# TEXT PROVIDED start

QUANTUM OF SOLACE (2008). Directed by Marc Forster. Written by Paull Haggis and Neal Purvis & Robert Wade. Cast: Daniel Craig, Olga Kurylenko, Mathieu Amalric, Judi Dench, Giancarlo Giannini, Gemma Arterton, Jeffrey Wright, David Harbour, Jesper Christensen.

Playing James Bond: Interview with Pierce Brosnan

His tenure as James Bond may have been cut off before he achieved his ultimate goal – surpassing Sean Connery as cinema’s greatest super spy – but Pierce Brosnan did something very important: he helped bring the character back to life. The films had gone through a phase of self-parody during Roger Moore’s tenure, reaching a low point with A VIEW TO A KILL (1985), and the attempt to return to a more serious tone with Timothy Dalton had fallen flat due to weak scripts and a reluctance to abandon the over-the-top antics for which the series had become famous. For example, the stunt-and-effects-packed chase scene in LICENCE TO KILL [1989] detracts from the dramatic core of the story, which is the personal conflict between Bond and the drug lord Sanchez. After the box office disappointment of LICENCE, the Bond seemed all but dead, and the franchise lay dormant for six years, until Brosnan stepped in.
007 purists were not necessarily happy with the casting of Brosnan. When he was first mentioned as a potential Bond back in the 1980s, there was some grumbling from hardcore fans who were worried that they would be getting another Roger Moore, with a cool, tongue-in-cheek interpretation. However, with Brosnan as Bond, the films harkening back to the days of Sean Connery, seeking to strike a balance between drama, witty one-liners and action-packed violence (even if they did not always fully succeed).

# TEXT PROVIDED end
# DATASET start

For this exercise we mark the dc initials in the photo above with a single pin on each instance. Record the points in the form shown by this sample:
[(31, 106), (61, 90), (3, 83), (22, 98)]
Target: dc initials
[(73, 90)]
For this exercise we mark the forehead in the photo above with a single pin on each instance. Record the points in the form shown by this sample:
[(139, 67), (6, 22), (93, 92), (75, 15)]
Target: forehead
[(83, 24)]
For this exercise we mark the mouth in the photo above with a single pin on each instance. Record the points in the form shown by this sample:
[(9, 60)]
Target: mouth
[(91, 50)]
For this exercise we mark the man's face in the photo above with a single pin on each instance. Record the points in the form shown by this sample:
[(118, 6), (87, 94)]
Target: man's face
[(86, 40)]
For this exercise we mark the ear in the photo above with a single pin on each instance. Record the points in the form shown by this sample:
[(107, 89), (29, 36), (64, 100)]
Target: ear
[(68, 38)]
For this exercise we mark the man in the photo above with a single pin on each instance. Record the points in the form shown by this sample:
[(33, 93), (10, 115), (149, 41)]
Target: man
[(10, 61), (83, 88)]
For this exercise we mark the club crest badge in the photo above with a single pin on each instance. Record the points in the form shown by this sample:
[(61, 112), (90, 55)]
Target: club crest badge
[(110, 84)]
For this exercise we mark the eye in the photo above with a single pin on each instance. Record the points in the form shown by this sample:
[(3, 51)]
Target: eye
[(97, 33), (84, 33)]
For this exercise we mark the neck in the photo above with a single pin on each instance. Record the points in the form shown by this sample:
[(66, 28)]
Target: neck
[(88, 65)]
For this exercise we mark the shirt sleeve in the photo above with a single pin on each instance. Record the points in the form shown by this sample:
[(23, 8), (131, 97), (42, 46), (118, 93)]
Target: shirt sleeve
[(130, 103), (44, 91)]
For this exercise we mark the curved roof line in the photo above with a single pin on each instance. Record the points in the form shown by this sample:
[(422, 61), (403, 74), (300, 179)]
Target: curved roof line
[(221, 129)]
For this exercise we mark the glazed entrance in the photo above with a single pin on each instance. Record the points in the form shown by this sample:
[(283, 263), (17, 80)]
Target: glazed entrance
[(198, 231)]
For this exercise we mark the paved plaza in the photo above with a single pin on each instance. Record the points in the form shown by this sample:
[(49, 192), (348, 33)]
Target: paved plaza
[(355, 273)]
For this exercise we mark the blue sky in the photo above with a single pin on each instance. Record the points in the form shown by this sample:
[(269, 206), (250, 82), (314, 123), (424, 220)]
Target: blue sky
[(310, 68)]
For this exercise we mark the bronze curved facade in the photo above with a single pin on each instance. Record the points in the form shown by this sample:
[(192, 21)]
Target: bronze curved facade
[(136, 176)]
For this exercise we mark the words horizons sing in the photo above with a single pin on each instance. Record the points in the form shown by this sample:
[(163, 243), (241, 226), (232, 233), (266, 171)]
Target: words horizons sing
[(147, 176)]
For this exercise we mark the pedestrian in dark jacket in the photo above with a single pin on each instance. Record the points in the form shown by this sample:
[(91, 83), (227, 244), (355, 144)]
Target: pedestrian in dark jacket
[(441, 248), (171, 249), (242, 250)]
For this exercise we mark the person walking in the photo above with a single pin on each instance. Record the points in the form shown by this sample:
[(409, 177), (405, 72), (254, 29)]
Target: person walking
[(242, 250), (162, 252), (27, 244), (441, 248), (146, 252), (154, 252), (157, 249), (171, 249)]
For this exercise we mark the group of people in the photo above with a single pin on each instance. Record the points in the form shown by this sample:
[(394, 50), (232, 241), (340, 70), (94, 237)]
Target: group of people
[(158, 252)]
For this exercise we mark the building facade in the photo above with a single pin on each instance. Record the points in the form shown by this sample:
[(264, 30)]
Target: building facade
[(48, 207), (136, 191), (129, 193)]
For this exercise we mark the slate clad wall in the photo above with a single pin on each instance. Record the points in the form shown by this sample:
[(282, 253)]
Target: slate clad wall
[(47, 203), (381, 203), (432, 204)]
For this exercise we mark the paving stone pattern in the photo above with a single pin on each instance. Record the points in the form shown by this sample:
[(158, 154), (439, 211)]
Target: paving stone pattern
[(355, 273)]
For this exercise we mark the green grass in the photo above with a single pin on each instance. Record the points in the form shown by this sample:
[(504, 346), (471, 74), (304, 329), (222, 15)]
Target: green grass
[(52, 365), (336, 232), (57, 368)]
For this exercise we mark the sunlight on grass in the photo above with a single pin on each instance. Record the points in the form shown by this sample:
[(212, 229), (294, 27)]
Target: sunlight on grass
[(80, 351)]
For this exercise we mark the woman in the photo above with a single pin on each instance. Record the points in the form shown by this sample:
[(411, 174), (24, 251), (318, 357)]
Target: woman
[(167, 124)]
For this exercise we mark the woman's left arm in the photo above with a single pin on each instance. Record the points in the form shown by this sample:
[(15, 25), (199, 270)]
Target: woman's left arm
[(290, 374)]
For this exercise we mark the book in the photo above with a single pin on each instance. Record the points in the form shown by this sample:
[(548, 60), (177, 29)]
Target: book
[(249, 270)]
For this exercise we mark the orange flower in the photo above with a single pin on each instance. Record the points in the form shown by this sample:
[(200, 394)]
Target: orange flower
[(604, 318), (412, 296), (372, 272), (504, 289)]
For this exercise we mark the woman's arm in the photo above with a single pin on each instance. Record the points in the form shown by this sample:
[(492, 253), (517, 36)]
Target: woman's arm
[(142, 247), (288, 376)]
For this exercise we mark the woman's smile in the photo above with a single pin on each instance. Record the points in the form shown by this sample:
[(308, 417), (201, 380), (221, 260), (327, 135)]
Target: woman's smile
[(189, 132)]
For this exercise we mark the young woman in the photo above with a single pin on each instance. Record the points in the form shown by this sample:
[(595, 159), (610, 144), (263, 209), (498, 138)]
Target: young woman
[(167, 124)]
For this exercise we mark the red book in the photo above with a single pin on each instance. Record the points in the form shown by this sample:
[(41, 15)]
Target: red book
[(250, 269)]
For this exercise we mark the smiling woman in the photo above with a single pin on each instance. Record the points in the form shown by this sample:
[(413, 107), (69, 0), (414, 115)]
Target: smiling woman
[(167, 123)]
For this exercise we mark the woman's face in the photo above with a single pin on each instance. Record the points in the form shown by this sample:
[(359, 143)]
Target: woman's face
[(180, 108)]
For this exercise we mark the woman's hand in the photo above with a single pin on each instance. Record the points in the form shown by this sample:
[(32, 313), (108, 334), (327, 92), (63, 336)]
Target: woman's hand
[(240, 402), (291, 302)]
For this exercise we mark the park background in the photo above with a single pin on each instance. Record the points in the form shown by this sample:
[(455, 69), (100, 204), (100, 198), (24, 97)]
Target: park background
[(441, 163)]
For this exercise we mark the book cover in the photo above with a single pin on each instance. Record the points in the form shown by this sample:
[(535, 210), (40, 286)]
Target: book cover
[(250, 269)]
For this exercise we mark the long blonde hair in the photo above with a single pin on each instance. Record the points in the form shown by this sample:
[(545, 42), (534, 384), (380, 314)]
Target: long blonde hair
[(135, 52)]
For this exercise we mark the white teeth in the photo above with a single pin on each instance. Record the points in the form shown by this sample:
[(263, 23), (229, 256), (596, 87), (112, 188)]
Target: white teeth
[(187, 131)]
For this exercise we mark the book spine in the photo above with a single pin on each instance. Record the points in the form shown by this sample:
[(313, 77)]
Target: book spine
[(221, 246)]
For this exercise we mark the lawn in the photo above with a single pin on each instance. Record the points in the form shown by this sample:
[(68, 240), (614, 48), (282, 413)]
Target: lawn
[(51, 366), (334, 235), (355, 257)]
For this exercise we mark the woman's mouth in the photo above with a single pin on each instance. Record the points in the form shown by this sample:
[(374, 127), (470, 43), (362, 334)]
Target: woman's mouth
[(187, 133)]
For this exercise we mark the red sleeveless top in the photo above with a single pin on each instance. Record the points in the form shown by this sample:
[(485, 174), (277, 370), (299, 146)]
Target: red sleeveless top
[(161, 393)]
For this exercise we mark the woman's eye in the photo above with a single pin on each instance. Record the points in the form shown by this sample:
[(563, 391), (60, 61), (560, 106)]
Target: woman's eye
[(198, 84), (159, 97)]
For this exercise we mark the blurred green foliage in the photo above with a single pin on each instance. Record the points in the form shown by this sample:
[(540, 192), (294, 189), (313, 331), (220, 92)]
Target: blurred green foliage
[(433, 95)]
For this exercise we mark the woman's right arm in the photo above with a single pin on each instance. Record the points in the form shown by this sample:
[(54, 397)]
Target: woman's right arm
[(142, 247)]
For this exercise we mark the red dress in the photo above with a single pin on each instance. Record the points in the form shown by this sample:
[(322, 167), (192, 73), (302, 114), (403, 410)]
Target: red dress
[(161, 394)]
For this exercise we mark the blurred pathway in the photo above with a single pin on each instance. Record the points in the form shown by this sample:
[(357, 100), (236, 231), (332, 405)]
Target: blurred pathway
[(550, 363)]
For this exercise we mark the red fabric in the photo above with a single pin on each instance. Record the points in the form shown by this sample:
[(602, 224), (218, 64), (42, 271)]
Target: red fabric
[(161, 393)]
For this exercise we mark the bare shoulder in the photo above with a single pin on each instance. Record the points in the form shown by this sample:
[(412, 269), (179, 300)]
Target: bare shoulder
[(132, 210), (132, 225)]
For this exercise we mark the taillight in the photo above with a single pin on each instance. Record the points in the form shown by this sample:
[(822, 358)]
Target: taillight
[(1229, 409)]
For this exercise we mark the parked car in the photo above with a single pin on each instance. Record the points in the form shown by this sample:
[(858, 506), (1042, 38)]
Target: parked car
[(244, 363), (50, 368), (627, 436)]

# DATASET end

◆ **TASKS FOR THIS EXERCISE**:
- A) According to the Pierce Brosnan text, how long did the Bond franchise lie dormant after the box office disappointment of LICENCE TO KILL?
- B) Condense the paragraph of the Pierce Brosnan text that begins "His tenure as James Bond may have been cut off" into a short bulleted list that keeps its main facts.
Rely solely on the Pierce Brosnan text when answering.

◆ **SOLUTIONS BY TASK**:
- A) Six years.

- B)
- Brosnan's tenure as Bond ended before he could surpass Sean Connery as cinema's greatest super spy, but he helped bring the character back to life.
- During Roger Moore's tenure, the films went through a phase of self-parody, reaching a low point with A VIEW TO A KILL (1985).
- Timothy Dalton's more serious approach fell flat because of weak scripts and a reluctance to drop the series' over-the-top antics.
- For example, the stunt-and-effects-packed chase in LICENCE TO KILL (1989) detracts from the story's dramatic core, the personal conflict between Bond and the drug lord Sanchez.
- After LICENCE disappointed at the box office, the franchise lay dormant for six years until Brosnan stepped in.